Please edit the listing below by replacing "smartwatch" with "wristwatch" and leaving everything else unchanged.

__RECORDS__:
______________________________

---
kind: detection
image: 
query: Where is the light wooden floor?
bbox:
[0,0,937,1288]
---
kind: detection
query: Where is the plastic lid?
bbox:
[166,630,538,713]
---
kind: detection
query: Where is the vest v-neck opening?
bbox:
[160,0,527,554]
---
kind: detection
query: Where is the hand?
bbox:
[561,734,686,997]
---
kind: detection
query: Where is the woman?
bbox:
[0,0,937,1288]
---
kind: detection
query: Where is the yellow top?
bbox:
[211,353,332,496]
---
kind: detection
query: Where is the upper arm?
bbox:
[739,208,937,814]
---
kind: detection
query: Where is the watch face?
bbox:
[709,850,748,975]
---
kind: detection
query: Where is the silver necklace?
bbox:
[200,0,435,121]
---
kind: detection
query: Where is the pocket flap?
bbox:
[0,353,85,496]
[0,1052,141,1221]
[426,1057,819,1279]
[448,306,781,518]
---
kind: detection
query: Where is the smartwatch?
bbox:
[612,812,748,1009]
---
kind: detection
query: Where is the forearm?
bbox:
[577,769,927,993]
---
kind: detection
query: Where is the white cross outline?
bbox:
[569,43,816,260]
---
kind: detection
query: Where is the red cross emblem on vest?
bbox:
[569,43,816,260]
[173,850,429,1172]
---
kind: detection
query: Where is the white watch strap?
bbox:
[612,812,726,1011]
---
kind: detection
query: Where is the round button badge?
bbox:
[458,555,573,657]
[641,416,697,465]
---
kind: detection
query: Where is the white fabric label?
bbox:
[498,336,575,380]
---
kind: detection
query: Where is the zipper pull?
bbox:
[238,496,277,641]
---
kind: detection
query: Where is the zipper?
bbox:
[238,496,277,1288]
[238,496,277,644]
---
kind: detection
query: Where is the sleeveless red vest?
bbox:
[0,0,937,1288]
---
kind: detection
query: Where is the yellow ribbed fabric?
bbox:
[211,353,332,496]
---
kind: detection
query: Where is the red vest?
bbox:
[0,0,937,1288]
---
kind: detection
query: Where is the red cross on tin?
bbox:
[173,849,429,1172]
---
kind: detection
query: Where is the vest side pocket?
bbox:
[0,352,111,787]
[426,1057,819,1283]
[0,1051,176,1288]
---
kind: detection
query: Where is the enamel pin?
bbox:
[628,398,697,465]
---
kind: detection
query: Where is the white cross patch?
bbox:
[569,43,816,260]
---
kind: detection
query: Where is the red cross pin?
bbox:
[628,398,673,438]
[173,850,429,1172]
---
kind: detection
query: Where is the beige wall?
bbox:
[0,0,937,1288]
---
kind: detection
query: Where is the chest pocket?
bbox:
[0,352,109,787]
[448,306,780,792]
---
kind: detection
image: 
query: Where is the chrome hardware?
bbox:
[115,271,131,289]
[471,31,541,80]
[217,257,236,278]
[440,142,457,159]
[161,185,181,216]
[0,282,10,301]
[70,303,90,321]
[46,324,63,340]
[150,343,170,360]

______________________________

__SOLUTION__:
---
kind: detection
image: 
query: Where is the light wooden floor?
bbox:
[0,0,937,1288]
---
kind: detection
query: Where is the plastic lid?
bbox:
[166,630,538,713]
---
kind: detection
query: Where is the vest v-neck opening?
bbox:
[160,0,527,554]
---
kind: detection
query: Where is the hand?
bbox:
[561,734,686,997]
---
kind: detection
query: Where is the woman?
bbox:
[0,0,937,1288]
---
kind: detection
query: Where is the yellow top?
bbox:
[211,353,332,496]
---
kind: detection
query: Where is the upper arm?
bbox:
[739,208,937,814]
---
kind: detection
query: Where is the watch face?
bbox:
[709,850,748,975]
---
kind: detection
query: Where is the silver necklace?
bbox:
[200,0,435,121]
---
kind: detection
query: Where is the pocket flap?
bbox:
[0,353,85,496]
[0,1052,141,1221]
[426,1057,819,1279]
[448,306,781,518]
---
kind: detection
query: Where is the wristwatch?
bbox:
[612,812,748,1009]
---
kind: detection
query: Where is the forearm?
bbox:
[577,769,927,993]
---
kind: detection
query: Where is the white cross outline?
bbox:
[569,43,816,260]
---
kind: detection
query: Where is the red cross emblem on vest?
bbox:
[569,43,816,260]
[173,850,429,1172]
---
kind: detection
query: Where is the white watch strap?
bbox:
[612,812,726,1011]
---
kind: detection
query: Where is the round button badge?
bbox:
[458,555,573,657]
[641,416,697,465]
---
kind: detection
query: Where is the white fabric label?
bbox:
[498,336,575,380]
---
kind: detection
query: Where is the zipper pull?
bbox:
[238,496,277,641]
---
kind: detection
query: Where is the zipper?
bbox:
[238,496,277,1288]
[238,496,277,644]
---
kind: detection
query: Where is the sleeveless red vest?
bbox:
[0,0,937,1288]
---
kind: detection
query: Where is the yellow ribbed fabric?
bbox:
[211,353,332,496]
---
kind: detection
query: Where is the red vest?
bbox:
[0,0,937,1288]
---
kind: detection
query: Where is the red cross on tin?
bbox:
[173,849,429,1172]
---
kind: detection
query: Where is the vest side pocket?
bbox:
[0,352,111,787]
[426,1057,819,1283]
[0,1051,176,1288]
---
kind: detection
query: Where is the enamel pin?
bbox:
[628,398,697,465]
---
kind: detection
query: Where is the white cross patch?
bbox:
[569,43,816,260]
---
kind: detection
query: Where is the red cross pin?
bbox:
[628,398,673,438]
[173,850,429,1172]
---
kind: detection
query: Where is the beige wall?
bbox:
[0,0,937,1288]
---
kind: detection
query: Where is the chest pocket?
bbox:
[0,352,109,787]
[448,306,780,792]
---
kind: detection
image: 
query: Where is the chrome hardware?
bbox:
[115,271,131,289]
[471,31,541,80]
[217,257,236,278]
[440,142,457,159]
[161,185,181,216]
[0,282,10,301]
[70,303,90,321]
[46,324,63,340]
[150,343,170,360]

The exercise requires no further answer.